What you need to do:
Copy, from the material below, every line in which the word "flowering" can be found.

Material for this exercise:
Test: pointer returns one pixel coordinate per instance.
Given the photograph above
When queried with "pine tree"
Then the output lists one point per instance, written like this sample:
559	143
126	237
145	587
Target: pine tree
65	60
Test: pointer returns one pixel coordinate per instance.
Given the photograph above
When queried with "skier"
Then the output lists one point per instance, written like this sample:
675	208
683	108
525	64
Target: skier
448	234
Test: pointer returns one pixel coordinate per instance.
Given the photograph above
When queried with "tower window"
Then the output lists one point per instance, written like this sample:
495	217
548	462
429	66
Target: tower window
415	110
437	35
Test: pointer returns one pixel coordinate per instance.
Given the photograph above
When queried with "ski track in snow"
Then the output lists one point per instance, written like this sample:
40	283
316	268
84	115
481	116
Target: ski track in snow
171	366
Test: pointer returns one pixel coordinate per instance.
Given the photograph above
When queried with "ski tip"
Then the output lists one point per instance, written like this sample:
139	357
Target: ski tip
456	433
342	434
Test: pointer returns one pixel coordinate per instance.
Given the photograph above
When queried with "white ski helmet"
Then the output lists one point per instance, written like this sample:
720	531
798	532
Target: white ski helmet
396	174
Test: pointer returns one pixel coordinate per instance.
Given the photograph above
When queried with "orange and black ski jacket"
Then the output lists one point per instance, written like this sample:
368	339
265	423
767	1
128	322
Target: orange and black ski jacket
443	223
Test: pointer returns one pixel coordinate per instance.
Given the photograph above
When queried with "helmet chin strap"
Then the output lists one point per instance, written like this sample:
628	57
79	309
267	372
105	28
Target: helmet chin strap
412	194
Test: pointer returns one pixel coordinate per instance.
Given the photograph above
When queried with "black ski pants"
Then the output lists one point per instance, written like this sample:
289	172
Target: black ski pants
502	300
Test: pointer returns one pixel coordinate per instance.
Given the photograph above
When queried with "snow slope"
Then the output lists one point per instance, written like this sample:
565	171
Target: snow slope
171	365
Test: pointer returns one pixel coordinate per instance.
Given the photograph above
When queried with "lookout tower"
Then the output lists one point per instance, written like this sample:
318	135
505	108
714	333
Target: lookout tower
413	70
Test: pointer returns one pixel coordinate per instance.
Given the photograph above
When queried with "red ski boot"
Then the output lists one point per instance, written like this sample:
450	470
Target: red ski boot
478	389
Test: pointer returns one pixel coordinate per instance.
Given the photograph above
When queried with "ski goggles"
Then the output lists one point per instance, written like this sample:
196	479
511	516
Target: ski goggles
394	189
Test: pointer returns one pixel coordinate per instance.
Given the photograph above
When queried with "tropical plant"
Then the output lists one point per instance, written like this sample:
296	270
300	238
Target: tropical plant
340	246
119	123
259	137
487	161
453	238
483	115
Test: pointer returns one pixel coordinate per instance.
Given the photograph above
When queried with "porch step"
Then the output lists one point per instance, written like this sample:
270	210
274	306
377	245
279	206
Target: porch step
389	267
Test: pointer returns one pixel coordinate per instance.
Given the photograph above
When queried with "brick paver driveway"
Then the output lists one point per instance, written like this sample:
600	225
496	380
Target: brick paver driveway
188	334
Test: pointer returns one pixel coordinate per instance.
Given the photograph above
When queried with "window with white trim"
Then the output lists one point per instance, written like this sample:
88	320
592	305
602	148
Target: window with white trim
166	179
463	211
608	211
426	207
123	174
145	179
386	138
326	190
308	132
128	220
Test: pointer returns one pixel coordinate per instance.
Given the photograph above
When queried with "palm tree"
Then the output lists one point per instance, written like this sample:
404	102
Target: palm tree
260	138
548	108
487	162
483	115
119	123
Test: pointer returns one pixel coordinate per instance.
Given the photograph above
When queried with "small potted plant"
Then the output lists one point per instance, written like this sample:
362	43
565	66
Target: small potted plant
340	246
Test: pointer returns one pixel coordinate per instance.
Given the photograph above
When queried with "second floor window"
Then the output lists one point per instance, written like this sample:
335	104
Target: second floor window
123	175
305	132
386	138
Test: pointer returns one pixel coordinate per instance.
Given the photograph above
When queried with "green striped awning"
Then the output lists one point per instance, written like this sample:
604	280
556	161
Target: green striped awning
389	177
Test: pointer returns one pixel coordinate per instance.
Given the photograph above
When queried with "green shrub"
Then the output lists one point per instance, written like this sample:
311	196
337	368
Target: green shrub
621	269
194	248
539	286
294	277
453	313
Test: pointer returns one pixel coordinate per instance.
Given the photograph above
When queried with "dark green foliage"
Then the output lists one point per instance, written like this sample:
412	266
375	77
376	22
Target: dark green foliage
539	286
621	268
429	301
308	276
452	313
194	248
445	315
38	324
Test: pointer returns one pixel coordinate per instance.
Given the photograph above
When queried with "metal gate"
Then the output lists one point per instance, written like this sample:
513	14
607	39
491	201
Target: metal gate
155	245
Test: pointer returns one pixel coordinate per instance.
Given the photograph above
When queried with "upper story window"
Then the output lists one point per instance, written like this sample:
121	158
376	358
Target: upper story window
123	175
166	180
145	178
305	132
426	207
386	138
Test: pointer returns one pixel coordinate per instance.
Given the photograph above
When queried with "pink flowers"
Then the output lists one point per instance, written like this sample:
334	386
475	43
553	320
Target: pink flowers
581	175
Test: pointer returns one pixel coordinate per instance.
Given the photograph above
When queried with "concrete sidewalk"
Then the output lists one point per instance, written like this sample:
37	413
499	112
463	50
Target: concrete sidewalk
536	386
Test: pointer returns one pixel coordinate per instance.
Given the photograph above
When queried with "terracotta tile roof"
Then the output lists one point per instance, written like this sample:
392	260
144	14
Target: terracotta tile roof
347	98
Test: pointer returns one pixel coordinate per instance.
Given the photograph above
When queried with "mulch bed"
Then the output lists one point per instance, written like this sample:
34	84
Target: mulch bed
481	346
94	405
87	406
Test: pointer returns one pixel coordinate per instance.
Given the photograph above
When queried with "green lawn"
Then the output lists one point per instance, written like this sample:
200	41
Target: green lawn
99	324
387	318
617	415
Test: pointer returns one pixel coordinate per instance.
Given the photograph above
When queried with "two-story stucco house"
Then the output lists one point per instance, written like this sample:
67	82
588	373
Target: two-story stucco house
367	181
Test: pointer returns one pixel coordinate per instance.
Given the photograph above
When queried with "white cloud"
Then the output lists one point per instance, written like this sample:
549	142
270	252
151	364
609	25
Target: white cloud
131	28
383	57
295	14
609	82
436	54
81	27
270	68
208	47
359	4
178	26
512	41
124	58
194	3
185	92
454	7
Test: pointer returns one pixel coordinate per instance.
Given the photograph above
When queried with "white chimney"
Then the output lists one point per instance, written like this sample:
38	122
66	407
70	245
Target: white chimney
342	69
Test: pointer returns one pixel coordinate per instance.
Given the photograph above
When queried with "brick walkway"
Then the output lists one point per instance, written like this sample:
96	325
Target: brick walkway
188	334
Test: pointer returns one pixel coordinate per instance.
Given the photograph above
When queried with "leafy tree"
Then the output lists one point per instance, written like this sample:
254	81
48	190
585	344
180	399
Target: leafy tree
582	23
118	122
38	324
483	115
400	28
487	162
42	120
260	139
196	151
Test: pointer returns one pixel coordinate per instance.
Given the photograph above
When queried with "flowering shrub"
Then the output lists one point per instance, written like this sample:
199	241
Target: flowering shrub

Answer to this exercise:
When queried with "flowering shrub"
Target: flowering shrub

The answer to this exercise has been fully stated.